[Data entries]
● ● ● ● ●

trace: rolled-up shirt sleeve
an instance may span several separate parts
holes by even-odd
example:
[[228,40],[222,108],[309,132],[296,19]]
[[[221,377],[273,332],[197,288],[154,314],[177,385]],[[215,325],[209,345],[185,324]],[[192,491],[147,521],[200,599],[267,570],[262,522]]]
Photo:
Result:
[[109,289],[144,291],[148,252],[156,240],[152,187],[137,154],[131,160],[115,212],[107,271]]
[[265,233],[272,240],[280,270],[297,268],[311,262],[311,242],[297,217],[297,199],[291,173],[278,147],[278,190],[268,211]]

● ● ● ● ●

> Objective
Rewrite the entries with "sleeve" replaced by "cuff" and nothing else changed.

> Task output
trace: rolled-up shirt cuff
an instance may span several separate parts
holes by even-odd
example:
[[228,40],[222,108],[309,132],[296,19]]
[[[221,377],[273,332],[197,288],[154,314],[177,385]],[[215,325],[209,345],[185,324]],[[192,491],[147,521],[200,599],[267,570],[262,522]]]
Photo:
Result:
[[109,289],[144,291],[148,252],[156,240],[152,187],[137,154],[131,160],[115,212],[107,271]]
[[265,233],[272,240],[280,270],[297,268],[311,262],[311,242],[297,217],[297,199],[291,173],[278,147],[278,190],[268,211]]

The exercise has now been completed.